| Problem statement |
Check each line of the entries for the string "instance". Report only how many lines have it.

[Stored data]

☆ ☆ ☆ ☆ ☆ ☆ ☆

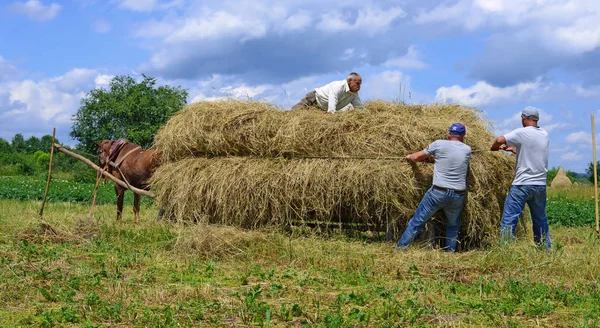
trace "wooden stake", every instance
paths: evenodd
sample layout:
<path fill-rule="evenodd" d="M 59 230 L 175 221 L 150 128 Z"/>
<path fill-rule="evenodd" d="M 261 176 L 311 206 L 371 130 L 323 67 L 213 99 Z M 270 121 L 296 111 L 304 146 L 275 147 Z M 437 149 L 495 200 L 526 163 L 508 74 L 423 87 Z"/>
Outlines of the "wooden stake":
<path fill-rule="evenodd" d="M 598 173 L 596 172 L 596 126 L 594 123 L 594 114 L 592 114 L 592 151 L 594 153 L 594 200 L 596 202 L 596 232 L 600 234 L 600 225 L 598 225 Z"/>
<path fill-rule="evenodd" d="M 65 147 L 63 147 L 63 146 L 61 146 L 59 144 L 54 144 L 54 147 L 56 147 L 56 149 L 58 149 L 59 151 L 65 153 L 65 154 L 67 154 L 67 155 L 69 155 L 71 157 L 74 157 L 74 158 L 76 158 L 76 159 L 78 159 L 78 160 L 80 160 L 82 162 L 84 162 L 88 166 L 91 166 L 94 170 L 100 172 L 105 177 L 107 177 L 107 178 L 111 179 L 112 181 L 116 182 L 121 187 L 123 187 L 125 189 L 128 189 L 128 190 L 131 190 L 134 193 L 142 195 L 142 196 L 150 197 L 152 199 L 156 198 L 156 195 L 154 195 L 153 193 L 151 193 L 149 191 L 146 191 L 146 190 L 143 190 L 143 189 L 139 189 L 139 188 L 136 188 L 136 187 L 133 187 L 133 186 L 131 186 L 131 188 L 128 187 L 125 182 L 123 182 L 122 180 L 116 178 L 114 175 L 112 175 L 112 174 L 104 171 L 101 167 L 99 167 L 98 165 L 92 163 L 92 161 L 90 161 L 89 159 L 87 159 L 87 158 L 85 158 L 85 157 L 83 157 L 81 155 L 77 155 L 77 154 L 75 154 L 73 152 L 70 152 L 67 149 L 65 149 Z"/>
<path fill-rule="evenodd" d="M 42 200 L 42 207 L 40 208 L 40 216 L 44 214 L 44 205 L 46 205 L 46 197 L 48 196 L 48 189 L 50 189 L 50 178 L 52 177 L 52 159 L 54 158 L 55 135 L 56 128 L 52 128 L 52 145 L 50 145 L 50 166 L 48 166 L 48 181 L 46 182 L 46 191 L 44 192 L 44 199 Z"/>

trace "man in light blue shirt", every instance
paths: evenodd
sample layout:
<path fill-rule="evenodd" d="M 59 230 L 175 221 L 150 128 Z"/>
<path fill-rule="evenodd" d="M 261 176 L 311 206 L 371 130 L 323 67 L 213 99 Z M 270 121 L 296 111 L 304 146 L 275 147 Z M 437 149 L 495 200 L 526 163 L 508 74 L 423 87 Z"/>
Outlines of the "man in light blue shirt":
<path fill-rule="evenodd" d="M 443 209 L 446 215 L 445 250 L 456 251 L 460 213 L 465 201 L 467 172 L 471 160 L 471 147 L 464 144 L 466 132 L 464 125 L 454 123 L 448 129 L 448 140 L 436 140 L 424 150 L 406 156 L 406 160 L 413 163 L 433 157 L 435 165 L 433 186 L 408 222 L 398 241 L 398 249 L 406 249 L 431 217 Z"/>
<path fill-rule="evenodd" d="M 502 213 L 500 236 L 514 238 L 519 215 L 529 205 L 533 221 L 533 239 L 549 251 L 550 228 L 546 218 L 546 178 L 548 172 L 548 132 L 538 126 L 540 114 L 535 107 L 521 113 L 522 128 L 496 139 L 491 150 L 507 150 L 517 154 L 513 180 Z"/>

☆ ☆ ☆ ☆ ☆ ☆ ☆

| Completed task |
2